> **AIM OF THE EXERCISE**: Give the lines from the one containing "In this picture, where can the blue front" through the end of the lines, inclusive, as a two-column CSV with the headers prompt_text and answer. Use one row per item, with its text and its answer each in a single quoted field and line breaks replaced by spaces.
= = = = = = =
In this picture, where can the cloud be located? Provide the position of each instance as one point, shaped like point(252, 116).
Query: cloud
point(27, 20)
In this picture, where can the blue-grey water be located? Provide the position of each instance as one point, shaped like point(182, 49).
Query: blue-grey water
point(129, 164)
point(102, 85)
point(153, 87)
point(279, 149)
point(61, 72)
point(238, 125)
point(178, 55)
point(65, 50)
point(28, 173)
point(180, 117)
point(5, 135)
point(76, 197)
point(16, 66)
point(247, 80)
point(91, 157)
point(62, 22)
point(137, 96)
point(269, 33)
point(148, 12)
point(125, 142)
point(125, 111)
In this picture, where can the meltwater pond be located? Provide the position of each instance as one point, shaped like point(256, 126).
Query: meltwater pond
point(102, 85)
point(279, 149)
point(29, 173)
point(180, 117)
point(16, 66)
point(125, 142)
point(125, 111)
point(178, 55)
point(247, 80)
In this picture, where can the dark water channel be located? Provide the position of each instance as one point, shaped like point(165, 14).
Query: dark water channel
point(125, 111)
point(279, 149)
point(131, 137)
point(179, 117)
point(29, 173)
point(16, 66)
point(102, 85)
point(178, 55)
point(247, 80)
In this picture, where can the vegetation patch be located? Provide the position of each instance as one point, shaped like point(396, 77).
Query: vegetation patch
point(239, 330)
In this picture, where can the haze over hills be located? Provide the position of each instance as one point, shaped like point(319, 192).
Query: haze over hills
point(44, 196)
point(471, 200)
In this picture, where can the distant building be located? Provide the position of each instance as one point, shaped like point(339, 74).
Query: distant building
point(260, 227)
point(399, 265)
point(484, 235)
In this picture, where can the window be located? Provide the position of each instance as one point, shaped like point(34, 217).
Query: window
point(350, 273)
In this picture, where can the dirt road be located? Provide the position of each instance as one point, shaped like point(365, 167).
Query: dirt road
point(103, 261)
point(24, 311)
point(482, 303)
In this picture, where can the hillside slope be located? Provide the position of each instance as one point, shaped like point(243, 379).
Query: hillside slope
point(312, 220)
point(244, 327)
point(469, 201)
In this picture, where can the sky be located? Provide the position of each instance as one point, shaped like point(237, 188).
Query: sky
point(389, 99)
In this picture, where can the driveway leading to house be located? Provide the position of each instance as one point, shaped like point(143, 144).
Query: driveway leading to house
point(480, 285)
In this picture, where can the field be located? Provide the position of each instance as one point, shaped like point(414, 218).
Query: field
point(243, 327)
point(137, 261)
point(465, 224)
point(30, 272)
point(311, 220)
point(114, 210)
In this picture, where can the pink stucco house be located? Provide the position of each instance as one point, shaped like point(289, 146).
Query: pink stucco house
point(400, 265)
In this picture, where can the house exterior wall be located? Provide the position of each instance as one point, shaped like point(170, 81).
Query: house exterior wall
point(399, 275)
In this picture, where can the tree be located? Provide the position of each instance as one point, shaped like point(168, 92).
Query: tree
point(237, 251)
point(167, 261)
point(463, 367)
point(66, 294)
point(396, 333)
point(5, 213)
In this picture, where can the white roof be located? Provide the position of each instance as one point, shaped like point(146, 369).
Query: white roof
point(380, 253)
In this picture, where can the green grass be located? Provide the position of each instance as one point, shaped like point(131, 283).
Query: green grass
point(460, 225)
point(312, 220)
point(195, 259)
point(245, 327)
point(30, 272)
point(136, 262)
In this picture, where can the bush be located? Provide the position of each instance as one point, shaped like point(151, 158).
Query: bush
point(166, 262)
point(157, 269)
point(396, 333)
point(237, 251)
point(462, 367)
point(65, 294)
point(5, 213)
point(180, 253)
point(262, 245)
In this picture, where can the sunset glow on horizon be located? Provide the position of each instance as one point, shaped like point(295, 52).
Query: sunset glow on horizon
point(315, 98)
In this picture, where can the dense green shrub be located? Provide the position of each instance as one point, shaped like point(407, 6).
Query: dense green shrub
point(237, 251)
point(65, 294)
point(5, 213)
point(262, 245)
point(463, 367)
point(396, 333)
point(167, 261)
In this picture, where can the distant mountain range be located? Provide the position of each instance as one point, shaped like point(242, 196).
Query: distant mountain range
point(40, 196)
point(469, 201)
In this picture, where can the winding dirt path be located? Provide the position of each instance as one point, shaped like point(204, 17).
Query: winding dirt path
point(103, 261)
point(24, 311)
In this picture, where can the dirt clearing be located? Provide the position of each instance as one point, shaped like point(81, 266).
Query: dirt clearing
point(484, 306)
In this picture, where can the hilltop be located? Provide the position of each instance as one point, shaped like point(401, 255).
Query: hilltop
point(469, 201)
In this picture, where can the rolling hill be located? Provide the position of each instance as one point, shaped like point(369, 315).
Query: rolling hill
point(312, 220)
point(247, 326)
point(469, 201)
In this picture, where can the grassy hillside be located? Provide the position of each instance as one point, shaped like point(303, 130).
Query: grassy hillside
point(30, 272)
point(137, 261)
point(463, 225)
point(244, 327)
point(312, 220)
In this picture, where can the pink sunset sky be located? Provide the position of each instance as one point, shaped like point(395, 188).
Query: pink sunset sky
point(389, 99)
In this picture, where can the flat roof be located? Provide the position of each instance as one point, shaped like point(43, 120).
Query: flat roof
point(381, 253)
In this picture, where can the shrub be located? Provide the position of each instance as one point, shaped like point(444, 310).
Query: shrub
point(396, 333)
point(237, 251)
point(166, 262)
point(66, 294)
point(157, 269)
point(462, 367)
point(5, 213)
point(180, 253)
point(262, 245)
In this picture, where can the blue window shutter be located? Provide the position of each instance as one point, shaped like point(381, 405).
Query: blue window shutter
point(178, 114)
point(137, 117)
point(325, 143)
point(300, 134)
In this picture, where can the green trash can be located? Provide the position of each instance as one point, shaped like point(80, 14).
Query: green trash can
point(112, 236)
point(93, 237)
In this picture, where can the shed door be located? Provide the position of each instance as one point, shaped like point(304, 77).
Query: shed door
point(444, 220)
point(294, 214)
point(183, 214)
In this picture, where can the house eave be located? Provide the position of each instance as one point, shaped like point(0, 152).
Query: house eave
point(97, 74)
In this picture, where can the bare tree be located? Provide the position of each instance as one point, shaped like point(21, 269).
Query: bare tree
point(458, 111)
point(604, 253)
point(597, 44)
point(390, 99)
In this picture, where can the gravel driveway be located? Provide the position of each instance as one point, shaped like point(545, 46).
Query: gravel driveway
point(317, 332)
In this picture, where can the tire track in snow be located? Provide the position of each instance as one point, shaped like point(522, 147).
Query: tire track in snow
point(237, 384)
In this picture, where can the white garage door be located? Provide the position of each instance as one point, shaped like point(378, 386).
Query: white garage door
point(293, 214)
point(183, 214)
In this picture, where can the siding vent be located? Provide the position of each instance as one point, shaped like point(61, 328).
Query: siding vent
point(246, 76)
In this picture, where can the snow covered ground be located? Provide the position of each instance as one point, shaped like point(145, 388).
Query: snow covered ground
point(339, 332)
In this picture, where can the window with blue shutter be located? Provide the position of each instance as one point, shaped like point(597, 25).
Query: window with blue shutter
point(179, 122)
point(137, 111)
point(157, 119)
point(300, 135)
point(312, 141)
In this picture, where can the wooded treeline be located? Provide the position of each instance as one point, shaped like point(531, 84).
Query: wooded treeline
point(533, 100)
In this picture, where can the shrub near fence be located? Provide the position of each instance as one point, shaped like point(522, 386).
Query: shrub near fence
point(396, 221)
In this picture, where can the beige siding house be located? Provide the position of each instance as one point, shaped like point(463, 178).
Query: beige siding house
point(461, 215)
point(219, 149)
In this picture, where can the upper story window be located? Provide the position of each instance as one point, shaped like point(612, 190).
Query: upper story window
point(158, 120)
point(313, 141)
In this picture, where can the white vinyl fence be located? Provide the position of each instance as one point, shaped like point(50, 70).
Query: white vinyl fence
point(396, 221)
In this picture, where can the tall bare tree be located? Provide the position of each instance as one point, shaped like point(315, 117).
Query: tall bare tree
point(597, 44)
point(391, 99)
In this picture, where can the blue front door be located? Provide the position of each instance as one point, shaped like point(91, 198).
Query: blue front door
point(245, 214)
= = = = = = =
> **ANSWER TO THIS PROBLEM**:
prompt_text,answer
"In this picture, where can the blue front door be located? Provide the position of each instance as one point, shaped like point(91, 198). Query: blue front door","point(245, 214)"